▶ À compléter:
1 > D'après l'entretien, depuis combien de temps Julia Mingo et Anton Bialas travaillent-ils ensemble ?
2 > Résumez l'entretien en deux phrases.
3 > Traduisez en anglais cette phrase de l'entretien : « Anton pose son regard sur le monde de manière singulière, avec une acuité permanente. »

▶ Texte à lire:
——————

Festival de Cannes 2022
La cheffe opératrice Julia Mingo parle de sa collaboration artistique sur "Raie Manta", d’Anton Bialas
Une longue collaboration avec le réalisateur
Julia Mingo : Avec Anton Bialas, le réalisateur, on travaille ensemble depuis cinq ans et on a déjà fait plusieurs courts-métrages. Il y a une continuité dans son travail, avec notamment ces portraits d’êtres marginaux, et la manière dont, autour d’eux, le réel et l’imaginaire se mélangent et se renversent. Raie Manta est la suite d’une discussion qu’on avait amorcée sur d’autres films.
Anton pose son regard sur le monde de manière singulière, avec une acuité permanente. Pour ses films, il aime beaucoup partir des lieux qu’il arpente et des images ou des photos qu’il peut faire. Là, il voulait vraiment filmer Paris, un certain Paris. Quand j’arrive sur le projet, il y a un scénario mais aussi des photos. Il y a une première étape de repérage qu’on fait ensemble, durant laquelle on passe beaucoup de temps sur les lieux. Ensuite, il repart en écriture, puis l’on fait un second repérage. C’est un aller-retour entre les photos, les premiers lieux et les situations. Ce que j’aime avec les films d’Anton, et surtout avec Raie Manta, c’est qu’il fait apparaître une autre réalité. C’est un bonheur pour moi d’avoir quelqu’un qui a ce regard et ce sens du cadre. C’est toujours très enthousiasmant de faire un film avec Anton. Sur le tournage on vit des choses aussi fortes que celles qu’on filme. Il y a quelque chose comme ça qui est très cinématographique, vraiment enthousiasmant.

——————

▶ Lignes de données:

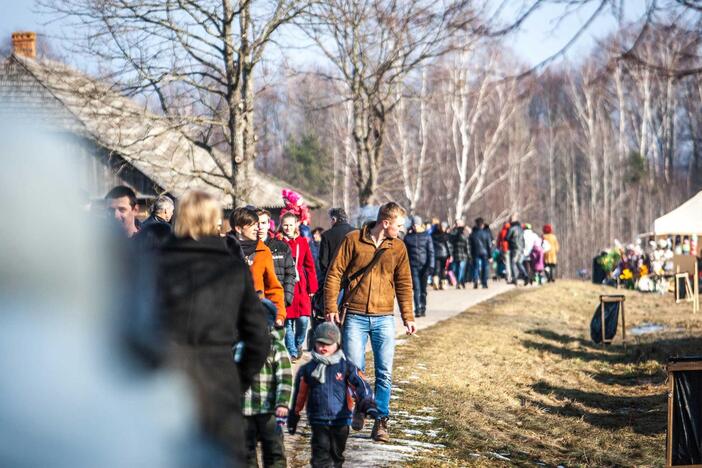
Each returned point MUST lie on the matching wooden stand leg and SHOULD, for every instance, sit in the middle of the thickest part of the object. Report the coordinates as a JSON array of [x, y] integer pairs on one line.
[[621, 306], [669, 433], [604, 338]]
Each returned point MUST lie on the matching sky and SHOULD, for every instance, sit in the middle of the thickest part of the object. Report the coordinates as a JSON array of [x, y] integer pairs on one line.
[[538, 39]]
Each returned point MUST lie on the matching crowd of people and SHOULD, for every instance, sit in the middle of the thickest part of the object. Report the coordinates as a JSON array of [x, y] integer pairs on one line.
[[441, 255], [645, 266], [240, 308], [236, 306]]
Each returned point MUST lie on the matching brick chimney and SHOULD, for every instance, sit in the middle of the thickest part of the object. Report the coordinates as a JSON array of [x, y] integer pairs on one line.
[[24, 44]]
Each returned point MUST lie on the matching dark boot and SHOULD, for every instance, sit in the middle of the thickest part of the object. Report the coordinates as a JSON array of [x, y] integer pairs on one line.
[[380, 430]]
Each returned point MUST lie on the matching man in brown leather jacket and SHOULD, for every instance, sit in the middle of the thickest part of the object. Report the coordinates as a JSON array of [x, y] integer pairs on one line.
[[374, 280]]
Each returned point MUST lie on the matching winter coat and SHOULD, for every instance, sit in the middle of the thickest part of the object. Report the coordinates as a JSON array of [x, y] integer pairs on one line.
[[331, 240], [515, 237], [272, 386], [442, 246], [420, 250], [480, 242], [206, 303], [265, 281], [551, 257], [390, 277], [502, 242], [537, 258], [284, 266], [307, 278], [459, 245], [330, 403], [530, 240]]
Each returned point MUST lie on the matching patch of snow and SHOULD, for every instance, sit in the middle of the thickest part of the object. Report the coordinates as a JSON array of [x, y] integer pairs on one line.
[[498, 456], [422, 418], [416, 443]]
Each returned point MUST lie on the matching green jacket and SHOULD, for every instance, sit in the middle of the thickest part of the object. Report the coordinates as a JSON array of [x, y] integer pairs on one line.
[[272, 387]]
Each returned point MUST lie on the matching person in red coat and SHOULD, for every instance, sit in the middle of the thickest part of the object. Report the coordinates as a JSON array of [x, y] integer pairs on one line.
[[298, 313]]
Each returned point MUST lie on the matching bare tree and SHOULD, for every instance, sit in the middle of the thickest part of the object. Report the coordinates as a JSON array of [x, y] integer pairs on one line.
[[373, 46], [193, 59]]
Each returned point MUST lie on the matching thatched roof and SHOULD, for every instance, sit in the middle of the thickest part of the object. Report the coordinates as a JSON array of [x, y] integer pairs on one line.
[[157, 147]]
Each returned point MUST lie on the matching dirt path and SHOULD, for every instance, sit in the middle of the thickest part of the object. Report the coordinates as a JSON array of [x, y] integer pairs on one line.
[[405, 428]]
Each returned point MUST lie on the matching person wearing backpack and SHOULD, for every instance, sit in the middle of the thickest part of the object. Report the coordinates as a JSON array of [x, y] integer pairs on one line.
[[373, 266]]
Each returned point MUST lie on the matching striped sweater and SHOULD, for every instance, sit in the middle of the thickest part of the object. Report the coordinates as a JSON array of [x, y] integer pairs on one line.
[[272, 386]]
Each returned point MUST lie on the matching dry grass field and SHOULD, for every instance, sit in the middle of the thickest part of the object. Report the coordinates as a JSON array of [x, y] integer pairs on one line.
[[516, 380]]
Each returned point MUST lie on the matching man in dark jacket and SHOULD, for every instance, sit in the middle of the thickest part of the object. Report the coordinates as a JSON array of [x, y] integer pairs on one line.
[[420, 250], [283, 261], [460, 252], [480, 249], [331, 240], [207, 304], [515, 239]]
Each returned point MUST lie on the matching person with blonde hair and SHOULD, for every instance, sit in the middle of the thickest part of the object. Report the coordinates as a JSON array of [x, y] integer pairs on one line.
[[206, 303], [374, 267]]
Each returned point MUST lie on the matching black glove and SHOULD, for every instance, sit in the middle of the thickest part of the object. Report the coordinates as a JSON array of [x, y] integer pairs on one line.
[[293, 419]]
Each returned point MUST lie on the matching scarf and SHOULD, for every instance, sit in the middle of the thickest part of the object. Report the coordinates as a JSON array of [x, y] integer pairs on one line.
[[320, 371]]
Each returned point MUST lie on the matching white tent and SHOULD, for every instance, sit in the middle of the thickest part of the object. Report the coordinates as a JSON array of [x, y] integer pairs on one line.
[[685, 219]]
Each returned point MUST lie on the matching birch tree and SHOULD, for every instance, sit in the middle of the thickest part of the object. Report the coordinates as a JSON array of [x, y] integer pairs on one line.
[[193, 59]]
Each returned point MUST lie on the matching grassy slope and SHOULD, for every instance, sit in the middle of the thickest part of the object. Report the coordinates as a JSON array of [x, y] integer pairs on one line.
[[518, 375]]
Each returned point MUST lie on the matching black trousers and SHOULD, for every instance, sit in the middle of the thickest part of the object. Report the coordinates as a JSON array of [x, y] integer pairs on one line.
[[263, 427], [419, 288], [328, 444]]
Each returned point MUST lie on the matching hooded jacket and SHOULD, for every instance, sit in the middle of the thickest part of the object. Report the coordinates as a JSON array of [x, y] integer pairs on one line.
[[206, 304], [480, 242], [331, 403], [388, 279]]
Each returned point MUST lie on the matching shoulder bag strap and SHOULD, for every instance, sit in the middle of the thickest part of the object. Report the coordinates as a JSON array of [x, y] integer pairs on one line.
[[363, 272]]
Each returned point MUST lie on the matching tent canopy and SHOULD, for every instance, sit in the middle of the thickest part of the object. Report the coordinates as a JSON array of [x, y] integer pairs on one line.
[[685, 219]]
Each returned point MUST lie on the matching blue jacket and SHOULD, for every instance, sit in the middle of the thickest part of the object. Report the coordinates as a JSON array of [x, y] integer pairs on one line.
[[420, 250], [331, 403]]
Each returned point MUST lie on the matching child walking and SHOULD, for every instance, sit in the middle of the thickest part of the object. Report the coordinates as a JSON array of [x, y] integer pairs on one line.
[[265, 405], [327, 385]]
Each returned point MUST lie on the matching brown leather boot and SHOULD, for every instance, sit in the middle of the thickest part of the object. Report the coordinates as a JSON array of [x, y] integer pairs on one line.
[[380, 430]]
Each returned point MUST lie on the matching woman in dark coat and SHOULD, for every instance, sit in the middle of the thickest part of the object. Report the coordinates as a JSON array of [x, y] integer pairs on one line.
[[207, 304]]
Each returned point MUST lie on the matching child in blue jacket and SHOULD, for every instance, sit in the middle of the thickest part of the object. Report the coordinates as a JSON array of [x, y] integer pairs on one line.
[[328, 386]]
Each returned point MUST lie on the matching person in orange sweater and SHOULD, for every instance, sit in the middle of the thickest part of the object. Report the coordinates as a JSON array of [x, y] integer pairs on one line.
[[244, 243]]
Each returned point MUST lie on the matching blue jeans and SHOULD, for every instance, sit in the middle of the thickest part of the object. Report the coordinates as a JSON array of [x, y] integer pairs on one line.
[[480, 270], [459, 269], [381, 330], [295, 334]]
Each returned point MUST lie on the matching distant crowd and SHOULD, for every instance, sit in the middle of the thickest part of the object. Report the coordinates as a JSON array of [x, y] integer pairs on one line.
[[240, 308]]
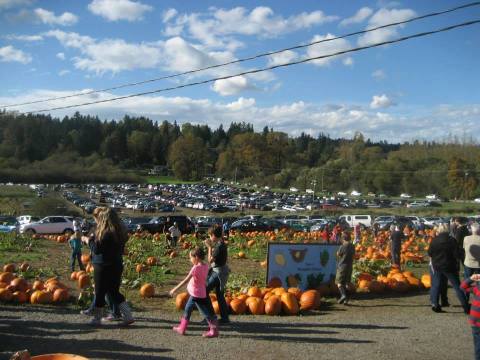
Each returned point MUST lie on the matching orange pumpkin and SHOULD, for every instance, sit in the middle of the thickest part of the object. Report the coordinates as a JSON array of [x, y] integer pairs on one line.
[[20, 284], [83, 281], [310, 300], [6, 277], [5, 295], [238, 306], [289, 304], [147, 290], [19, 297], [151, 260], [60, 295], [274, 282], [9, 268], [273, 305], [181, 300], [256, 306], [254, 291]]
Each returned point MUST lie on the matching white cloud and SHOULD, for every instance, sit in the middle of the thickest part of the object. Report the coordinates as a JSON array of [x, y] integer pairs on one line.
[[327, 48], [232, 86], [115, 10], [360, 16], [379, 74], [10, 54], [214, 29], [383, 17], [48, 17], [381, 102], [282, 58], [28, 38], [337, 120], [169, 14], [8, 4]]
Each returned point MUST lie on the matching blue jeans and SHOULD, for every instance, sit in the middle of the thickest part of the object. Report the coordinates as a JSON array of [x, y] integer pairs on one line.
[[204, 305], [476, 341], [213, 282], [454, 280], [78, 257], [467, 272]]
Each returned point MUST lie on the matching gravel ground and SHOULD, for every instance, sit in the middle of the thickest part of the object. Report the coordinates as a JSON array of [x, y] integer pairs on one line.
[[387, 328]]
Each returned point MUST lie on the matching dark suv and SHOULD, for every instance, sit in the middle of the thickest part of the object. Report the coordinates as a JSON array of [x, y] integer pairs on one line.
[[162, 223]]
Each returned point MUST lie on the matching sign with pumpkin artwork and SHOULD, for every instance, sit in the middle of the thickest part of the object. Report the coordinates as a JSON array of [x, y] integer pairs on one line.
[[305, 266]]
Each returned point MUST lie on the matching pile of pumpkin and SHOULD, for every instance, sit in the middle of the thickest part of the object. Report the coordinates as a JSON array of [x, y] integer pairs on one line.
[[261, 301], [395, 280], [17, 290]]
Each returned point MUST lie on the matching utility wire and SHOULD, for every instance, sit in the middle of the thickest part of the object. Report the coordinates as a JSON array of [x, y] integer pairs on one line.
[[417, 35], [477, 3]]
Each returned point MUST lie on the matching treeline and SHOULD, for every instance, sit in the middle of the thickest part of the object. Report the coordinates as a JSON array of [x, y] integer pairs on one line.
[[82, 148]]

——————

▶ Réponses:
1 > Depuis cinq ans.

2 > Julia Mingo, cheffe opératrice de « Raie Manta », travaille depuis cinq ans avec le réalisateur Anton Bialas, dont les films font le portrait d'êtres marginaux autour desquels le réel et l'imaginaire se mélangent. Pour ce film, où il voulait filmer un certain Paris, ils ont alterné repérages communs, photos et phases d'écriture, et elle dit combien il est enthousiasmant de tourner avec lui.

3 > Anton looks at the world in a singular way, with constant acuity.